■ SOURCE EXTRACT:
────

First, we're going to be discussing what supply chain in the context of software really looks like, and why malicious actors are starting to target supply chain systems in order to implement some of their successful attacks. We'll start off by that discussion, and then once we get through that piece of the presentation, we'll move over to have Paul then jump in with some practical recommendations and examples of how we can bring security and compliance enforcement into your DevOps tool chains today to try to prevent some of these attacks. So, starting with a lot of what we've been seeing these days, in terms of the bad headlines, right?

We see a lot of really prominent and serious security incidents over the last several months. Namely, some of the more prominent ones, SolarWinds was definitely something that caught the attention of the security world. And in addition, more recently, there's another one from another company called Codecov. And we see a lot of these incidents using a phrase associated with what's going on, and that's supply chain risks, supply chain security, and a number of customers that are impacted by these events. And we wanted to have a discussion about really exploring what that means and what's happening in these incidents.

And we can start with this kind of typical iceberg view, and that what we're seeing above the surface is a lot of discussion about what happened, the sort of top-level hack and the exploits and things that are compromising customers and pretty large enterprise organizations associated somehow to some other element in the so-called supply chain. And really, though, if we look into what actually started the whole incident, a lot of those attacks, especially in the supply chain security world, are targeting software suppliers and/or open source dependencies, something very much earlier in the story than where the attack actually happened, where the damage was caused.

And we can see this by evaluating what is a supply chain and look at it from a couple of different perspectives. The first perspective is from the consumer view. That is any organization that is actually deploying production software. We might have something internal that we're running in production, or it might even be internet facing, might be a website, an application, whatever that may be. At the end of the day, that's the software that's executing, and we call those the consumers. And from a consumer's perspective, they know, "This is my application that's actually running in production.

────

■ RECORDED INFORMATION:

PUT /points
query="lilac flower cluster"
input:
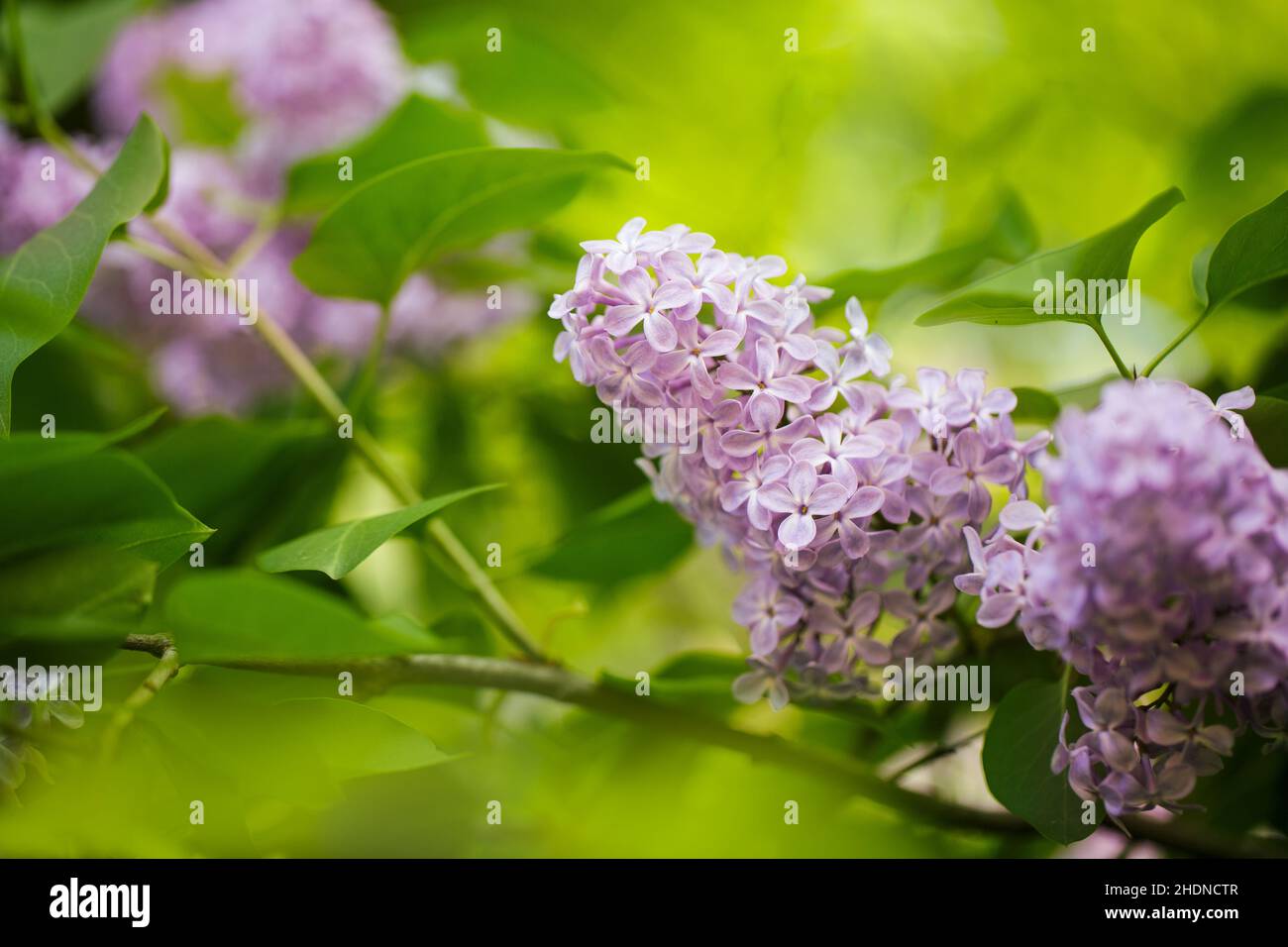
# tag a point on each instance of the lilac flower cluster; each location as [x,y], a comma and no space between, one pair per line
[842,496]
[18,720]
[307,77]
[1159,571]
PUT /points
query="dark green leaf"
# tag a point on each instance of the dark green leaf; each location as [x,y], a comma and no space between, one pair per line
[1009,298]
[1012,237]
[385,230]
[416,129]
[77,594]
[1267,423]
[700,681]
[204,108]
[243,616]
[631,538]
[1018,749]
[230,474]
[65,42]
[30,450]
[1253,252]
[43,282]
[107,499]
[338,551]
[355,740]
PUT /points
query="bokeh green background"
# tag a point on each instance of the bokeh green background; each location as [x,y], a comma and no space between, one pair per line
[822,157]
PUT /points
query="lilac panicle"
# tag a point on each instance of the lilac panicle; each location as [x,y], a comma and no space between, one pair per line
[305,77]
[840,493]
[1159,571]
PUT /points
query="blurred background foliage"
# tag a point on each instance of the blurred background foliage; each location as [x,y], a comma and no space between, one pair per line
[822,157]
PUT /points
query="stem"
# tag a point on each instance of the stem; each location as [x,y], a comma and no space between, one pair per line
[938,753]
[566,686]
[372,361]
[165,668]
[1185,334]
[1109,347]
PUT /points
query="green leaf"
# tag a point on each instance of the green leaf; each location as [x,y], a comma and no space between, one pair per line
[1253,252]
[230,474]
[355,740]
[77,594]
[338,551]
[1267,421]
[204,108]
[1034,405]
[416,129]
[108,499]
[1009,298]
[65,43]
[1018,749]
[630,538]
[43,282]
[700,681]
[33,450]
[244,616]
[1010,237]
[385,230]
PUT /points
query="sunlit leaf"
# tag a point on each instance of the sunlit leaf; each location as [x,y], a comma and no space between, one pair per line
[1010,237]
[241,616]
[336,551]
[1018,749]
[356,740]
[385,230]
[416,129]
[108,499]
[630,538]
[1253,252]
[1009,298]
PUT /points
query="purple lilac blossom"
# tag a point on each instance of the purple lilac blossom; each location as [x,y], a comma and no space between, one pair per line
[307,78]
[1158,571]
[841,496]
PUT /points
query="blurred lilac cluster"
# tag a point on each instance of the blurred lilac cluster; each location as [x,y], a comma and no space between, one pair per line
[305,77]
[1159,571]
[842,496]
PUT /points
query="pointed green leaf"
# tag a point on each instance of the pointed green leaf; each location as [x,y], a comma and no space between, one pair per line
[1010,237]
[202,110]
[33,450]
[385,230]
[1034,406]
[339,549]
[630,538]
[65,42]
[1009,298]
[220,616]
[107,499]
[1253,252]
[75,594]
[416,129]
[43,281]
[1018,749]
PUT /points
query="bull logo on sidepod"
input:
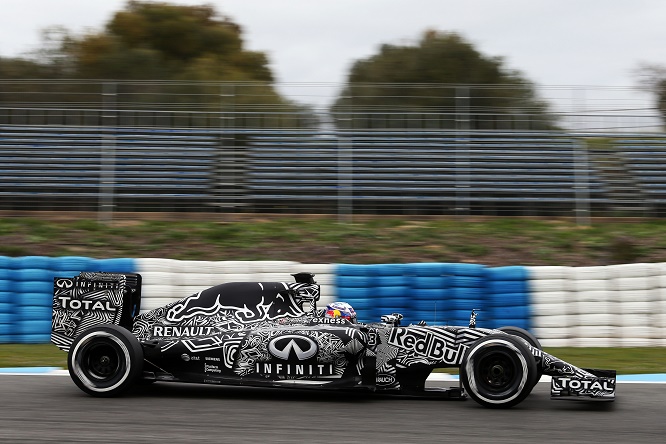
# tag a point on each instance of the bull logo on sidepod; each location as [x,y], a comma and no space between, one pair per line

────

■ PROMPT 1: In the supply chain security talk, which company is named in the more recent incident mentioned after SolarWinds?
■ PROMPT 2: Output the supply chain security talk from "We see a lot of really" up to and including "in these incidents.".
■ PROMPT 3: Translate this sentence from the supply chain security talk into Spanish: "At the end of the day, that's the software that's executing, and we call those the consumers."

■ RESPONSE 1: Codecov

■ RESPONSE 2:
We see a lot of really prominent and serious security incidents over the last several months. Namely, some of the more prominent ones, SolarWinds was definitely something that caught the attention of the security world. And in addition, more recently, there's another one from another company called Codecov. And we see a lot of these incidents using a phrase associated with what's going on, and that's supply chain risks, supply chain security, and a number of customers that are impacted by these events. And we wanted to have a discussion about really exploring what that means and what's happening in these incidents.

■ RESPONSE 3: Al fin y al cabo, ese es el software que se está ejecutando, y a esos los llamamos los consumidores.